(Rows from a dataset)
# # # # #
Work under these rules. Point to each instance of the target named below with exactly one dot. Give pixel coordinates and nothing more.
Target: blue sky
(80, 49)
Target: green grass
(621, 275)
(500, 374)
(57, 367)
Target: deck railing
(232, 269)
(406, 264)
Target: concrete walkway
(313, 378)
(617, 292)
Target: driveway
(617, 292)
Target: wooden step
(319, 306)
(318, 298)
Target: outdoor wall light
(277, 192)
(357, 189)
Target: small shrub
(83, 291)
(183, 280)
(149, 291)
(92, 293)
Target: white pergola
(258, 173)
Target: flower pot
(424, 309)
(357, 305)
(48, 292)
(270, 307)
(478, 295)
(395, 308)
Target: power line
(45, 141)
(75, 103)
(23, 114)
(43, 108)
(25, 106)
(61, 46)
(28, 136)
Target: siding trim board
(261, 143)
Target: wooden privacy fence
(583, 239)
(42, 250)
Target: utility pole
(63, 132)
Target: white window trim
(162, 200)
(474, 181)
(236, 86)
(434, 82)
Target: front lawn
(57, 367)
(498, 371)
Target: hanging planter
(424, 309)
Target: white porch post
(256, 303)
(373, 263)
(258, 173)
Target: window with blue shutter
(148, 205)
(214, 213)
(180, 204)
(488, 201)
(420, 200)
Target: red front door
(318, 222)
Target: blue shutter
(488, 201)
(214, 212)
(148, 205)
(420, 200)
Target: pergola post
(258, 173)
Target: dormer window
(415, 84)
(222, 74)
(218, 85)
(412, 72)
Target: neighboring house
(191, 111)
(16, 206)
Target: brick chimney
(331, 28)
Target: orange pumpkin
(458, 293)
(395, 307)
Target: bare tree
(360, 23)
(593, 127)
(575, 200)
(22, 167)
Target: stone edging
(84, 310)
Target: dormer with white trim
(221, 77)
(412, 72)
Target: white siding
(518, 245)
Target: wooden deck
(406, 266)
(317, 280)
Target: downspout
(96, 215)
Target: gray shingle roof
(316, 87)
# # # # #
Exercise prompt -
Write out every line of the records above without changing anything.

Response to the exercise -
Work under these rules. Point to each instance of the target named below with exactly one dot. Give pixel coordinates and nothing more.
Target: blue sky
(80, 49)
Target: green grass
(621, 275)
(500, 374)
(57, 367)
Target: deck railing
(232, 269)
(406, 264)
Target: concrete walkway
(313, 378)
(617, 292)
Target: driveway
(617, 292)
Target: wooden step
(319, 306)
(318, 298)
Target: outdoor wall light
(277, 192)
(357, 189)
Target: small shrub
(83, 291)
(183, 280)
(149, 291)
(92, 293)
Target: white pergola
(258, 173)
Target: flower pot
(424, 309)
(357, 305)
(48, 292)
(270, 307)
(478, 295)
(395, 308)
Target: power line
(45, 141)
(75, 103)
(23, 114)
(43, 108)
(25, 106)
(61, 46)
(28, 136)
Target: siding trim board
(261, 143)
Target: wooden privacy fence
(583, 239)
(42, 250)
Target: utility pole
(63, 132)
Target: white window trim
(162, 200)
(474, 181)
(236, 86)
(434, 82)
Target: front lawn
(57, 367)
(498, 371)
Target: hanging planter
(424, 309)
Target: white porch post
(256, 303)
(373, 263)
(258, 173)
Target: window with blue shutter
(148, 205)
(214, 213)
(180, 204)
(488, 201)
(420, 200)
Target: red front door
(318, 222)
Target: blue shutter
(488, 201)
(214, 212)
(148, 205)
(420, 200)
Target: pergola post
(258, 173)
Target: dormer window
(415, 84)
(222, 74)
(218, 85)
(412, 72)
Target: neighboring house
(191, 111)
(16, 206)
Target: brick chimney
(331, 28)
Target: orange pumpkin
(458, 293)
(395, 307)
Target: bare tree
(360, 23)
(593, 127)
(575, 200)
(22, 167)
Target: stone edging
(84, 310)
Target: dormer with white trim
(221, 77)
(412, 72)
Target: white siding
(518, 245)
Target: wooden deck
(406, 266)
(317, 280)
Target: downspout
(96, 215)
Target: gray shingle roof
(316, 87)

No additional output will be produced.